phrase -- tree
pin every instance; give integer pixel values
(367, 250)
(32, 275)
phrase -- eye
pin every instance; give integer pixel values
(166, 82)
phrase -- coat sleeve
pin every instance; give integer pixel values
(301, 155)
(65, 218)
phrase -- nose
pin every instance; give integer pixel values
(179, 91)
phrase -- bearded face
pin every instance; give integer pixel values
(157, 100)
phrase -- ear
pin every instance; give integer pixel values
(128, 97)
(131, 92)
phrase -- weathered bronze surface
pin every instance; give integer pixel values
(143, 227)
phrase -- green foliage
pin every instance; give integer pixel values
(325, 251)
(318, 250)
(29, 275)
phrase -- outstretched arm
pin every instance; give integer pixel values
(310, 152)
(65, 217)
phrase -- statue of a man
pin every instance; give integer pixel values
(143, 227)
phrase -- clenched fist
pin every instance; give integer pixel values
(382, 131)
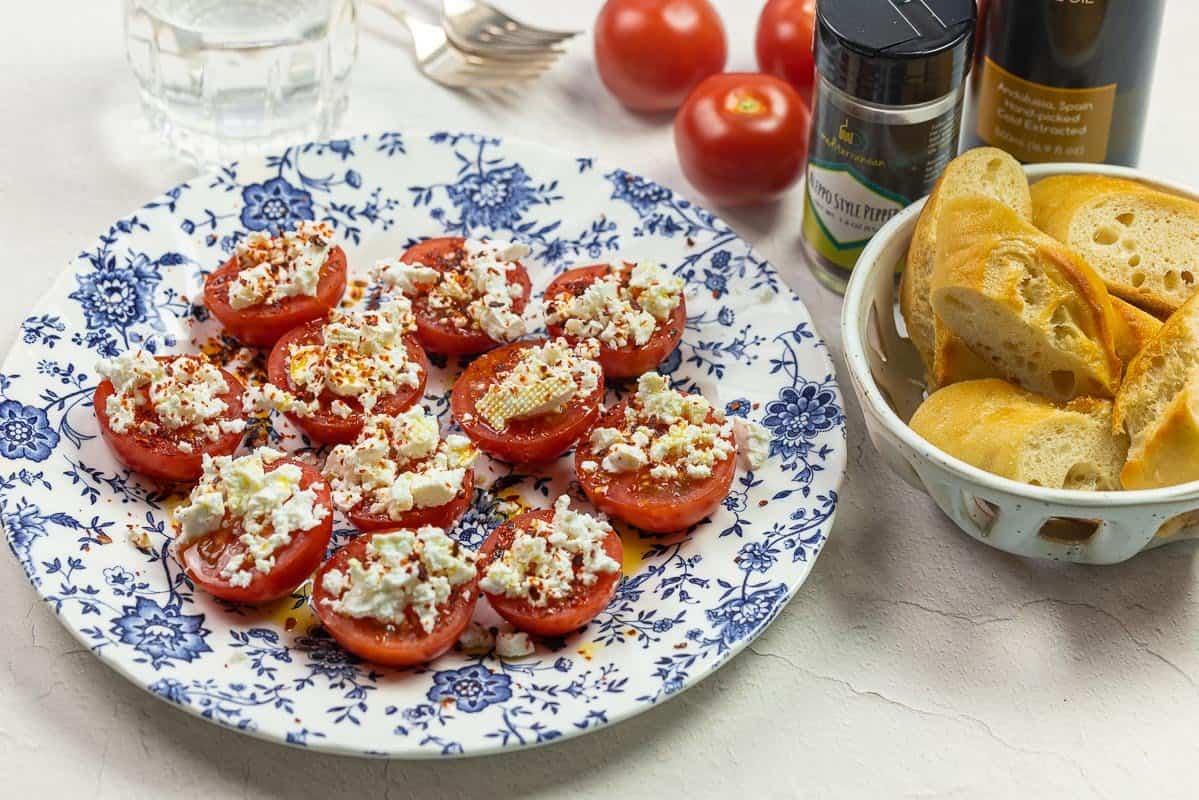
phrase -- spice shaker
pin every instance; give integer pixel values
(886, 113)
(1065, 80)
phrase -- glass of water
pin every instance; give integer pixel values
(227, 78)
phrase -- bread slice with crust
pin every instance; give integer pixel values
(1017, 434)
(1024, 301)
(1134, 328)
(986, 172)
(1143, 242)
(1157, 405)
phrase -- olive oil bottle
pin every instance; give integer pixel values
(1064, 79)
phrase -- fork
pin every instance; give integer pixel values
(439, 60)
(481, 28)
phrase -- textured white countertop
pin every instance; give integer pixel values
(914, 662)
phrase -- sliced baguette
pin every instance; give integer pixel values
(1144, 244)
(1133, 329)
(1157, 405)
(984, 172)
(1022, 300)
(1017, 434)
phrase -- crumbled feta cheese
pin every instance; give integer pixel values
(753, 443)
(404, 570)
(399, 463)
(542, 382)
(408, 278)
(625, 306)
(667, 431)
(471, 293)
(624, 458)
(476, 639)
(276, 268)
(267, 505)
(540, 565)
(513, 644)
(363, 354)
(182, 392)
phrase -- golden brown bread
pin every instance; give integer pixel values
(1133, 329)
(1157, 405)
(1017, 434)
(1024, 301)
(984, 172)
(1144, 244)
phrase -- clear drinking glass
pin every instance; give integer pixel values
(227, 78)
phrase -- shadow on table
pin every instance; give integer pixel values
(273, 770)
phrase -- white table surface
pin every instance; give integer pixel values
(914, 662)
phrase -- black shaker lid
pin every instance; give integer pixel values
(895, 52)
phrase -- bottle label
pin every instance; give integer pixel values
(843, 210)
(1037, 122)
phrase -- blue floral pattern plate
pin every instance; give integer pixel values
(95, 539)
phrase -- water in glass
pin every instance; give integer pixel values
(226, 78)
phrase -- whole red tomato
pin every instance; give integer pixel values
(651, 53)
(742, 138)
(784, 43)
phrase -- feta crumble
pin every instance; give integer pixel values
(276, 268)
(399, 463)
(667, 431)
(182, 392)
(471, 293)
(404, 570)
(363, 355)
(267, 505)
(624, 307)
(476, 639)
(513, 644)
(540, 565)
(753, 443)
(542, 382)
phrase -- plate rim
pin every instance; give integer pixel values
(837, 469)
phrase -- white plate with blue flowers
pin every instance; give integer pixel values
(94, 539)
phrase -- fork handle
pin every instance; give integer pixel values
(391, 10)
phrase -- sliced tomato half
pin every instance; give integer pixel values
(324, 426)
(263, 325)
(651, 504)
(444, 516)
(440, 335)
(384, 643)
(631, 360)
(560, 617)
(158, 455)
(535, 440)
(205, 558)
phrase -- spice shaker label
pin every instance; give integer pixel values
(843, 210)
(861, 174)
(1037, 122)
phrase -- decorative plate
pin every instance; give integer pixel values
(95, 539)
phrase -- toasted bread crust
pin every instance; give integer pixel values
(984, 256)
(986, 172)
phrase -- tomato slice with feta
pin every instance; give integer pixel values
(149, 446)
(444, 320)
(377, 621)
(263, 323)
(221, 561)
(335, 419)
(657, 495)
(444, 516)
(402, 473)
(541, 428)
(534, 599)
(620, 355)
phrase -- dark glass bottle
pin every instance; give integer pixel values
(1064, 79)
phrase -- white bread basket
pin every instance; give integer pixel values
(887, 377)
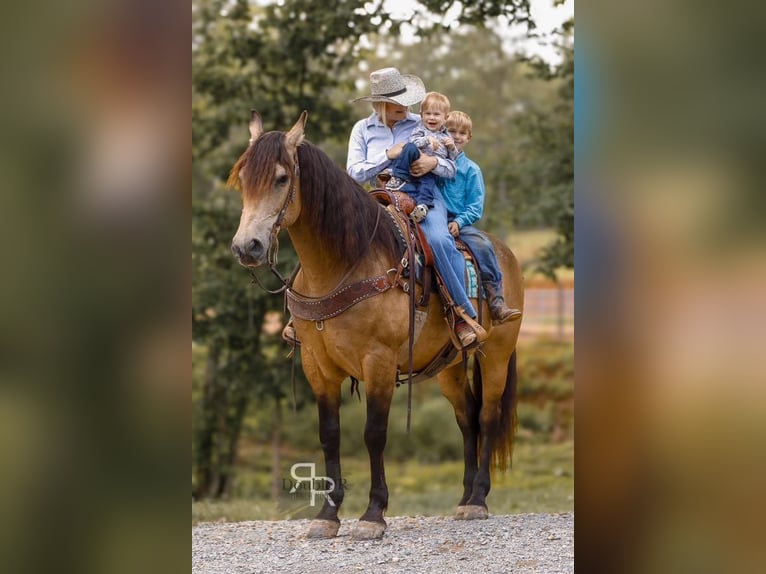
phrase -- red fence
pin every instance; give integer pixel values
(548, 312)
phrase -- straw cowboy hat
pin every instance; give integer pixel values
(388, 85)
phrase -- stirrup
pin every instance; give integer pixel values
(288, 334)
(481, 333)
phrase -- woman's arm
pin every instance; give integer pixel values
(442, 167)
(359, 166)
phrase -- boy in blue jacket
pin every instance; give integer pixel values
(464, 198)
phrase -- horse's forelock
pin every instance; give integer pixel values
(259, 162)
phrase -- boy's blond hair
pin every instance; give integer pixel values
(435, 100)
(457, 120)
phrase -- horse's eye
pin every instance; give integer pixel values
(282, 180)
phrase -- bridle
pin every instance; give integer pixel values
(272, 253)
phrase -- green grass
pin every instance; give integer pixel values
(542, 480)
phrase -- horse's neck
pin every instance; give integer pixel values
(321, 270)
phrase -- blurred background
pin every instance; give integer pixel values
(510, 66)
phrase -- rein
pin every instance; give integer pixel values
(272, 255)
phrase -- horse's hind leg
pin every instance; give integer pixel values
(371, 525)
(496, 420)
(454, 386)
(327, 523)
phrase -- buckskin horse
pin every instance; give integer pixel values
(343, 242)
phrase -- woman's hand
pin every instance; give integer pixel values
(394, 151)
(422, 165)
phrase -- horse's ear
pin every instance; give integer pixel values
(295, 136)
(256, 125)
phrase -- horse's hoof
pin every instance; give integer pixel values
(471, 512)
(323, 529)
(365, 530)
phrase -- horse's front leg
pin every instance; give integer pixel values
(371, 525)
(327, 523)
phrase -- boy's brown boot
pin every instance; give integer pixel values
(498, 310)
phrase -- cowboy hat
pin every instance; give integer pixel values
(388, 85)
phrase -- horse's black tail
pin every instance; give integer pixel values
(502, 446)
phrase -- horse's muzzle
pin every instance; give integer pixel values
(250, 255)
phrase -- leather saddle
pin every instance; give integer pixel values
(418, 262)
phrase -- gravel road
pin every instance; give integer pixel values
(519, 543)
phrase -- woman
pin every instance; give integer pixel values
(377, 140)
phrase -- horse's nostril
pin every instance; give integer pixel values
(256, 248)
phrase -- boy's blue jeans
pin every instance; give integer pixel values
(449, 261)
(482, 249)
(422, 189)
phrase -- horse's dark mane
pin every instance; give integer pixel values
(340, 211)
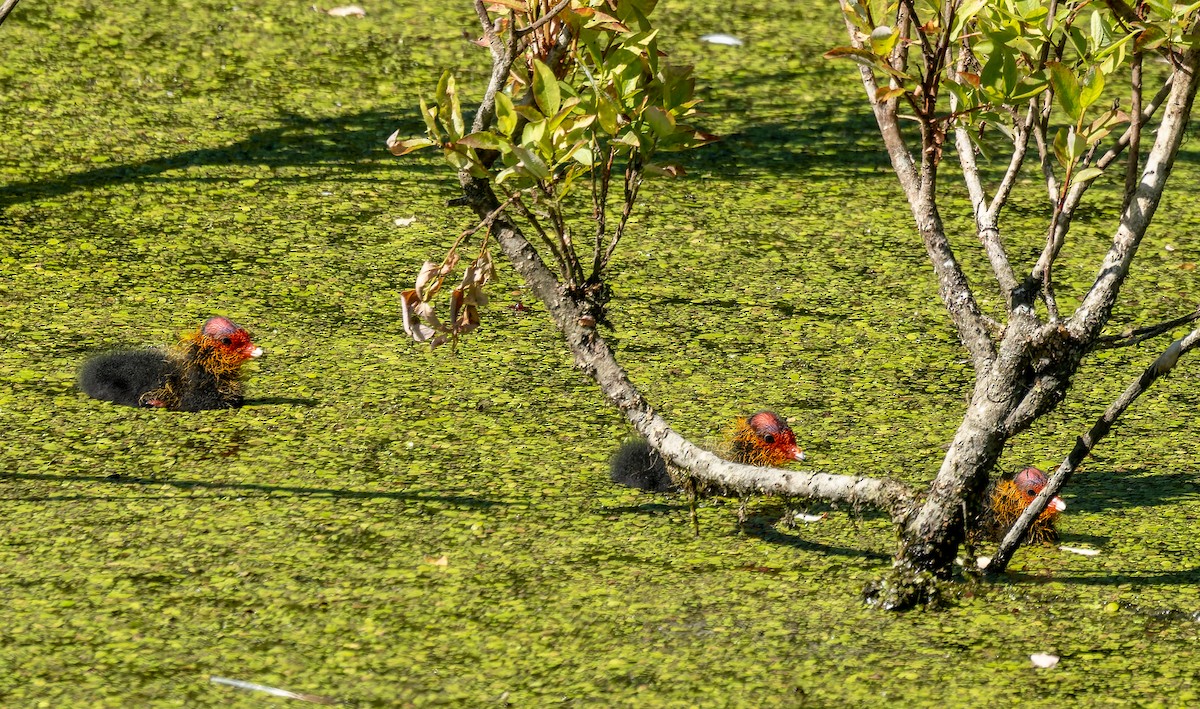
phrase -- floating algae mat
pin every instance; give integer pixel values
(382, 527)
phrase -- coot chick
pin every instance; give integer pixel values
(1009, 499)
(203, 372)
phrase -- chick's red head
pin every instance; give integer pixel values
(1031, 481)
(774, 438)
(231, 337)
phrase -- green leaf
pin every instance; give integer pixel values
(545, 88)
(1067, 90)
(1091, 86)
(1086, 174)
(1060, 148)
(505, 115)
(431, 124)
(883, 38)
(661, 122)
(606, 112)
(532, 162)
(583, 156)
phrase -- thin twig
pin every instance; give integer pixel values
(1131, 337)
(1134, 130)
(541, 20)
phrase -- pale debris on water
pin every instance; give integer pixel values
(347, 11)
(274, 691)
(1044, 660)
(721, 38)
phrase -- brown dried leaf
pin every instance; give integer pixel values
(413, 326)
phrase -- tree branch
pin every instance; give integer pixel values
(541, 20)
(593, 356)
(919, 187)
(1134, 128)
(5, 8)
(1084, 445)
(1097, 305)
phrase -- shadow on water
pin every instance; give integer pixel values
(280, 401)
(249, 488)
(765, 528)
(1104, 491)
(341, 142)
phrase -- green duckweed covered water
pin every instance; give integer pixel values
(387, 528)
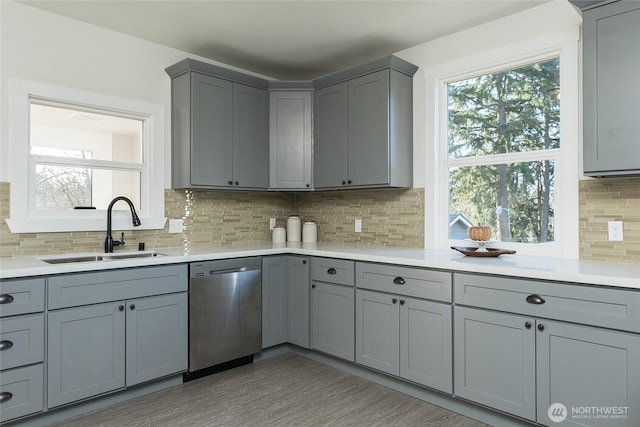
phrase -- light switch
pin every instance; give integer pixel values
(175, 225)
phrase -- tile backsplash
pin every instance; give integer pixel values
(604, 200)
(390, 217)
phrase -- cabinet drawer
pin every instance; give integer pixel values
(21, 341)
(590, 305)
(22, 392)
(21, 296)
(71, 290)
(332, 271)
(414, 282)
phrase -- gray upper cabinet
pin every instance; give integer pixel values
(290, 140)
(330, 137)
(363, 135)
(612, 89)
(220, 128)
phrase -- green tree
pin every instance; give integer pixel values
(505, 112)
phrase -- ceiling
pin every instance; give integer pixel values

----------------------------------------

# [WHAT THE EXERCISE ASKS]
In the listing above, find the line containing "phrase -- statue of a man" and the line containing "phrase -- clear drinking glass"; print those lines and every line between them exactly, leaving out pictures.

# [ANSWER FOR THE TASK]
phrase -- statue of a man
pin every instance; give integer pixel values
(143, 227)
phrase -- clenched fist
pin every instance; give integer pixel values
(382, 131)
phrase -- spice shaker
pin every instance; give integer pixel values
(886, 113)
(1065, 80)
phrase -- glass of water
pin every instance; give integer pixel values
(227, 78)
phrase -- bread slice with crust
pin every instance; give integer pixel values
(1017, 434)
(1024, 301)
(1134, 328)
(986, 172)
(1143, 242)
(1157, 405)
phrase -- olive oil bottle
pin every instance; give integer pixel values
(1064, 79)
phrase -- fork
pin every instance; give integer pixel values
(439, 60)
(481, 28)
phrase -- textured white countertop
pin every instance; give integer pixel values
(914, 662)
phrase -- sliced baguette
pin every instance; give integer pixel values
(1144, 244)
(1133, 329)
(1157, 405)
(984, 172)
(1022, 300)
(1017, 434)
phrase -- crumbled feta cheese
pin every instance; give integer pixel values
(753, 443)
(404, 570)
(399, 463)
(542, 382)
(408, 278)
(625, 306)
(667, 431)
(471, 293)
(624, 458)
(476, 639)
(276, 268)
(267, 505)
(540, 565)
(513, 644)
(363, 354)
(182, 392)
phrase -- golden brown bread
pin every instance; give integer pixel values
(1133, 329)
(1157, 405)
(1017, 434)
(1024, 301)
(984, 172)
(1144, 244)
phrase -- clear drinking glass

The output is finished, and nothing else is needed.